Output every line of the entries below verbatim, keeping their original order.

┌─ TASK INPUTS

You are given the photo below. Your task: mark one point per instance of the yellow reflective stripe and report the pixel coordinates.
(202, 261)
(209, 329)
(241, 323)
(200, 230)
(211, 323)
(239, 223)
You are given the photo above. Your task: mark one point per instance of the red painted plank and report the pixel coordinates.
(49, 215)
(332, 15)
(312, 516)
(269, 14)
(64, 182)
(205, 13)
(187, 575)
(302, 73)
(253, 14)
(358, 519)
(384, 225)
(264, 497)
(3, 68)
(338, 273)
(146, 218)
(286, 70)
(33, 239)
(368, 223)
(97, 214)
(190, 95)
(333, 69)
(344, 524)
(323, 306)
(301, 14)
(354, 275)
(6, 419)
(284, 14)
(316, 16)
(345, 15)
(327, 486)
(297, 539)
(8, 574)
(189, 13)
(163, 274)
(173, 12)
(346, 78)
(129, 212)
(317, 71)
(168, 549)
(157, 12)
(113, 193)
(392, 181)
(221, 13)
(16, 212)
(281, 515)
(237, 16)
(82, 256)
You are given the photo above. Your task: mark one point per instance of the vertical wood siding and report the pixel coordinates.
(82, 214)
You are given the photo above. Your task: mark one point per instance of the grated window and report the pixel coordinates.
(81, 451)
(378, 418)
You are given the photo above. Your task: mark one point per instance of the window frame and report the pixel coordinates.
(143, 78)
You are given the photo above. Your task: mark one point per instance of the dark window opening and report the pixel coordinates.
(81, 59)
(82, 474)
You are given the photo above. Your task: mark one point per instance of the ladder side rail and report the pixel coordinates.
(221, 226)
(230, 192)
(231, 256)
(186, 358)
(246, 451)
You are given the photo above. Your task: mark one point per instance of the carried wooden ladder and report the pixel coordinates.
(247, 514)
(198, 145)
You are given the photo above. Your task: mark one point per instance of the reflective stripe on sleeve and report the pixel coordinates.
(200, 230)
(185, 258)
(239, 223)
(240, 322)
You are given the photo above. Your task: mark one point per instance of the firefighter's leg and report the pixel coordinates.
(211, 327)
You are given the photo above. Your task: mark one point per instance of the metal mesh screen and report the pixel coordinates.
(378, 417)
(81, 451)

└─

§ **TASK RESULT**:
You are given the photo below. Your task: mark one point per instance of the yellow reflective stripe and report the pixel coordinates.
(202, 261)
(209, 329)
(241, 323)
(200, 230)
(211, 323)
(239, 223)
You are given the photo above. Your task: mark one point per instance of the red painted plank and report the pixel coordinates.
(49, 215)
(332, 15)
(312, 516)
(269, 14)
(64, 182)
(205, 13)
(187, 575)
(302, 73)
(253, 14)
(358, 519)
(384, 225)
(264, 497)
(3, 68)
(338, 273)
(146, 218)
(286, 70)
(33, 239)
(368, 223)
(97, 214)
(190, 95)
(333, 69)
(344, 524)
(323, 306)
(301, 14)
(354, 275)
(6, 419)
(284, 14)
(316, 16)
(345, 15)
(327, 486)
(297, 539)
(8, 574)
(189, 13)
(163, 274)
(173, 12)
(346, 78)
(129, 212)
(317, 71)
(168, 549)
(157, 12)
(113, 193)
(392, 181)
(221, 13)
(16, 212)
(281, 515)
(237, 16)
(82, 256)
You are given the photo above. Your task: mark one point per instance of the vertical wood siding and report the pixel coordinates.
(82, 214)
You are given the photo above. Your task: mark one point per instance of the grated window and report the pixel coordinates.
(81, 451)
(378, 418)
You are given the photo above. Your task: mark one point per instance of the window frame and report the pixel coordinates.
(143, 78)
You are given the photo above. Your task: mark one point per instance of the dark window opening and report the pixel coordinates.
(81, 59)
(82, 474)
You are given the photo above. Your task: mark one point per instance of the ladder side rail and report the pixel coordinates.
(221, 226)
(230, 192)
(231, 256)
(186, 358)
(246, 451)
You are given the photo above. Your task: mark one point per instance of the carried wooden ladder and report the pixel coordinates.
(247, 514)
(198, 145)
You are given the photo above. Your task: mark one point per instance of the reflective stripe on sleeve and report the pixel coordinates.
(200, 230)
(185, 258)
(239, 223)
(240, 322)
You are given the photo above. Your task: mark one point per instance of the firefighter's leg and report the pixel coordinates.
(211, 327)
You are given the photo above. Your task: mark one point per instance of the metal mesh screen and report the pixel coordinates.
(378, 417)
(81, 451)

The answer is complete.